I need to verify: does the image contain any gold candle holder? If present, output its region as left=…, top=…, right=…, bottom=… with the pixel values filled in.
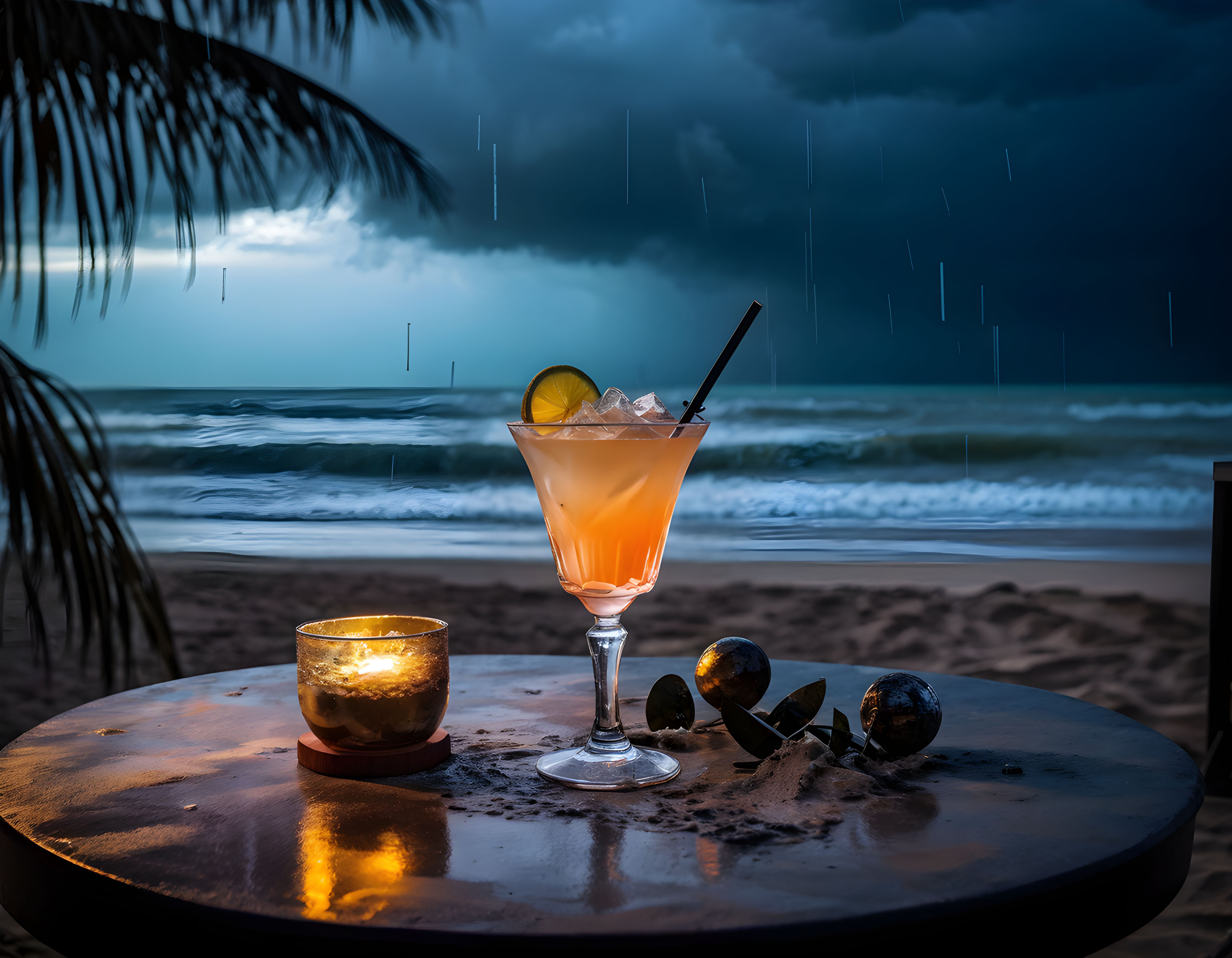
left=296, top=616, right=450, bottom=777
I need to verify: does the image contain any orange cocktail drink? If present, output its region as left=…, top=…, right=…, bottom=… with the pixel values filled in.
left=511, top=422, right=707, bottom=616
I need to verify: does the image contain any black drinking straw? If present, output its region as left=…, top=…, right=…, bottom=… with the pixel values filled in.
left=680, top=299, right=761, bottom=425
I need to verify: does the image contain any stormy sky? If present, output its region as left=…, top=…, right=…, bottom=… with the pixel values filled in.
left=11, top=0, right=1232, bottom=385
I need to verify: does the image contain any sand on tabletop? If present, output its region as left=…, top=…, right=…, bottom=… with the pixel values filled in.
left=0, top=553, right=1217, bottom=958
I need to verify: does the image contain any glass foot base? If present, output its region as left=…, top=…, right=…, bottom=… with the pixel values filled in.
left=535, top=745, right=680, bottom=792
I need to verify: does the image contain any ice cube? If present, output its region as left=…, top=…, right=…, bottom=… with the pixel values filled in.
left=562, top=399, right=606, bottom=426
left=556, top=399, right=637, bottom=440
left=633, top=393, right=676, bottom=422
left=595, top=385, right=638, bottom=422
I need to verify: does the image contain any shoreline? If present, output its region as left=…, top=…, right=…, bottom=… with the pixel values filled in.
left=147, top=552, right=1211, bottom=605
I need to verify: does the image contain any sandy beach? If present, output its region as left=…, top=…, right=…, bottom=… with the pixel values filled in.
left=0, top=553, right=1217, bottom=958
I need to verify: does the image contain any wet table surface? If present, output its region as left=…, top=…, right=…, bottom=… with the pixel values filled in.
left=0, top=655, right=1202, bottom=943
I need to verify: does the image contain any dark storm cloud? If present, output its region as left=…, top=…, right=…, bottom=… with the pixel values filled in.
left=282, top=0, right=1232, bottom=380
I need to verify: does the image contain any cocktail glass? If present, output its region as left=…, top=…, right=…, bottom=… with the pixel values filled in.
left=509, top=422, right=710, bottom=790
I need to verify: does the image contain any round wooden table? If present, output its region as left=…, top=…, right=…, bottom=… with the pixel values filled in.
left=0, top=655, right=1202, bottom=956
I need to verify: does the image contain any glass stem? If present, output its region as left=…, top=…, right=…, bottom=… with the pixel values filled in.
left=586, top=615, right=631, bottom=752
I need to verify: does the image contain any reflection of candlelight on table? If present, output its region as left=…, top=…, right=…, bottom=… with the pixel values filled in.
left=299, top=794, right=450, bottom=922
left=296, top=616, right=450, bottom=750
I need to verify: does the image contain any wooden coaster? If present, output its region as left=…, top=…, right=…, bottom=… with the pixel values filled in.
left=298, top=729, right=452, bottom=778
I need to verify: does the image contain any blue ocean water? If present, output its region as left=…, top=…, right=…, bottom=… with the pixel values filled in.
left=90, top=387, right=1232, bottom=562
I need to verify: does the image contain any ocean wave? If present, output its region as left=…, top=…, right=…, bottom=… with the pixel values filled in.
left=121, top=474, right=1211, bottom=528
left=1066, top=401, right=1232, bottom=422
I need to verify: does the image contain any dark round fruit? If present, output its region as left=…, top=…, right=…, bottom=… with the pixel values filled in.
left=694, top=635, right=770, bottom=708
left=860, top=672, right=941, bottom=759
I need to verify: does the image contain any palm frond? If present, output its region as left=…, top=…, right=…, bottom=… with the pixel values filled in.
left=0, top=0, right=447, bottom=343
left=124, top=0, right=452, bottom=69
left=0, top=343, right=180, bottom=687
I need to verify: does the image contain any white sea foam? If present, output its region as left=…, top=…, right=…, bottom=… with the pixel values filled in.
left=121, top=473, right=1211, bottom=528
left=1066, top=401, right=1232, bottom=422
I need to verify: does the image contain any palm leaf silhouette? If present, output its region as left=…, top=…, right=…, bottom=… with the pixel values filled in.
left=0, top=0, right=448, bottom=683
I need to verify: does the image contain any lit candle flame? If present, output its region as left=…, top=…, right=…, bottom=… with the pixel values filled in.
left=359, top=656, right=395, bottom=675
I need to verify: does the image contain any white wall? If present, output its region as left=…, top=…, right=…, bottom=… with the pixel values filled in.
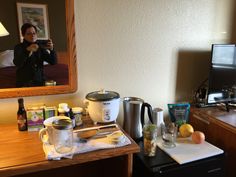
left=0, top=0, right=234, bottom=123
──────
What is expected:
Copy the data from its start up to and including the line containing "left=535, top=745, right=680, bottom=792", requests included, and shift every bounding-box coordinate in the answers up by 76. Leave the pictures out.

Result of this task:
I need to verify: does the image contain any gold candle holder? If present, output its region as left=…, top=…, right=…, bottom=… with the pixel values filled in.
left=372, top=692, right=526, bottom=853
I need to verify: does the image contain any orange cocktail drink? If present, output its region as left=…, top=…, right=…, bottom=… with the pixel values filled in.
left=587, top=498, right=783, bottom=692
I need to verify: does the image contain any black drinking straw? If present, output its region as left=…, top=…, right=…, bottom=… with the pixel values filled in.
left=756, top=375, right=837, bottom=501
I need to verify: does the image contain any stormy sky? If present, output its region as left=…, top=…, right=…, bottom=… with the pixel values filled in.
left=87, top=76, right=1308, bottom=461
I need to verify: does the image contain any sand on tabletop? If present, output its region as left=…, top=…, right=…, bottom=… with the pixel values filled in.
left=76, top=629, right=1293, bottom=1034
I need to verify: does the image contain any glass foot base? If present, output its region as left=…, top=…, right=…, bottom=… with the pixel values filled in.
left=611, top=821, right=756, bottom=868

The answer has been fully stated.